▶ Entries pointing to labeled objects
-- Begin --

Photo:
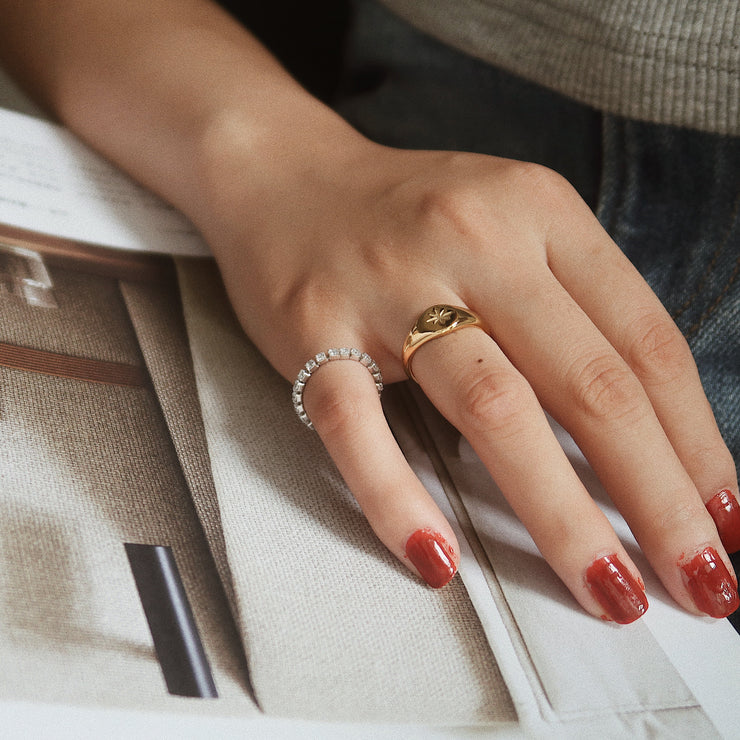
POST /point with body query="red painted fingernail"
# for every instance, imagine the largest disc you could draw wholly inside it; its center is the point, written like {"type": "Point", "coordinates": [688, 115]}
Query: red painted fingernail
{"type": "Point", "coordinates": [725, 511]}
{"type": "Point", "coordinates": [710, 584]}
{"type": "Point", "coordinates": [618, 592]}
{"type": "Point", "coordinates": [432, 556]}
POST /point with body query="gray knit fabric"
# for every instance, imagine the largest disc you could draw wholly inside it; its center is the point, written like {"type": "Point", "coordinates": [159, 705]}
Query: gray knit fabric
{"type": "Point", "coordinates": [666, 61]}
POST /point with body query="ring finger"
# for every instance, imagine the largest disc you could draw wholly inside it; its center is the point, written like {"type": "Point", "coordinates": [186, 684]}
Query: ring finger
{"type": "Point", "coordinates": [474, 385]}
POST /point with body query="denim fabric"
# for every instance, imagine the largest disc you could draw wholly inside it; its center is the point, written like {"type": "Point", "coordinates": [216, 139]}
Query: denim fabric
{"type": "Point", "coordinates": [669, 197]}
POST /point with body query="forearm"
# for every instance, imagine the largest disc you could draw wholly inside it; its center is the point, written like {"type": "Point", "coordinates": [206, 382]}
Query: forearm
{"type": "Point", "coordinates": [172, 90]}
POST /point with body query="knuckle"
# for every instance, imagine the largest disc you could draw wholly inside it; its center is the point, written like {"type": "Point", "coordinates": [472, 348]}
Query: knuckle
{"type": "Point", "coordinates": [548, 185]}
{"type": "Point", "coordinates": [493, 403]}
{"type": "Point", "coordinates": [455, 206]}
{"type": "Point", "coordinates": [660, 354]}
{"type": "Point", "coordinates": [333, 412]}
{"type": "Point", "coordinates": [605, 388]}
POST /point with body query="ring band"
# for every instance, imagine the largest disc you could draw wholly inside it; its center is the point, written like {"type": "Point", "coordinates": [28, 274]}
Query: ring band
{"type": "Point", "coordinates": [435, 322]}
{"type": "Point", "coordinates": [342, 353]}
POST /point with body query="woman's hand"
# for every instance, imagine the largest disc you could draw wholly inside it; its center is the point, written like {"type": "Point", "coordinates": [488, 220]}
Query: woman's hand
{"type": "Point", "coordinates": [344, 246]}
{"type": "Point", "coordinates": [327, 240]}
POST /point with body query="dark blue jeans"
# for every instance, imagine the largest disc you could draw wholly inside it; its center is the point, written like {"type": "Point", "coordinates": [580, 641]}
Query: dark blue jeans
{"type": "Point", "coordinates": [669, 197]}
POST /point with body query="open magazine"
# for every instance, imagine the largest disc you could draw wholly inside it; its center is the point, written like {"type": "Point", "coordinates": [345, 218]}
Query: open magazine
{"type": "Point", "coordinates": [134, 411]}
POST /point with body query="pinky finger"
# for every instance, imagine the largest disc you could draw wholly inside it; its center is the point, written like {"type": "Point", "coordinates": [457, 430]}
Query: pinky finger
{"type": "Point", "coordinates": [344, 407]}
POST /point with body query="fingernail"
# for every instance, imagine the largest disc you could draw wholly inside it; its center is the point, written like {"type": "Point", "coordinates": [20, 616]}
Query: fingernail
{"type": "Point", "coordinates": [725, 511]}
{"type": "Point", "coordinates": [618, 592]}
{"type": "Point", "coordinates": [432, 557]}
{"type": "Point", "coordinates": [710, 584]}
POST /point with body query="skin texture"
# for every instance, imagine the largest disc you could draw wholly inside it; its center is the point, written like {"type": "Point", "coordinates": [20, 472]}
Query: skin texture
{"type": "Point", "coordinates": [325, 239]}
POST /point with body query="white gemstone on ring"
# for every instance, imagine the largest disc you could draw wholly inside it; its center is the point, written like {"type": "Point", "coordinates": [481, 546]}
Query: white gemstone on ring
{"type": "Point", "coordinates": [341, 353]}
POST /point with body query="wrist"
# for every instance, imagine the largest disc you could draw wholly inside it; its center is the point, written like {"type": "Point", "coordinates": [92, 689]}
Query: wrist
{"type": "Point", "coordinates": [247, 160]}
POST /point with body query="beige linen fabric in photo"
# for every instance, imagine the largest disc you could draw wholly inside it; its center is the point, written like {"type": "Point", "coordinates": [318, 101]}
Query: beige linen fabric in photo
{"type": "Point", "coordinates": [85, 467]}
{"type": "Point", "coordinates": [335, 628]}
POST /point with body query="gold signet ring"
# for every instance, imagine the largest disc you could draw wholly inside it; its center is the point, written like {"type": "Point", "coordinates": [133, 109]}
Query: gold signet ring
{"type": "Point", "coordinates": [435, 322]}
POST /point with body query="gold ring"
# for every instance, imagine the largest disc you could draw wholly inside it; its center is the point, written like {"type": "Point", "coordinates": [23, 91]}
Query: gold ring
{"type": "Point", "coordinates": [435, 322]}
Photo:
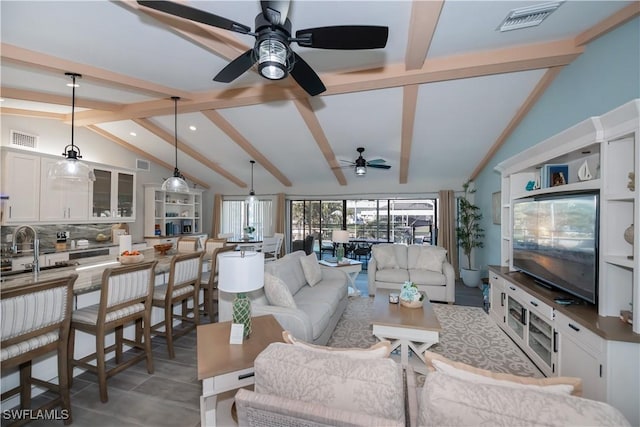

-- End --

▶ TASK STATEMENT
Please count the lines above that contain the string "skin" and give only that number.

▶ OUTPUT BELOW
2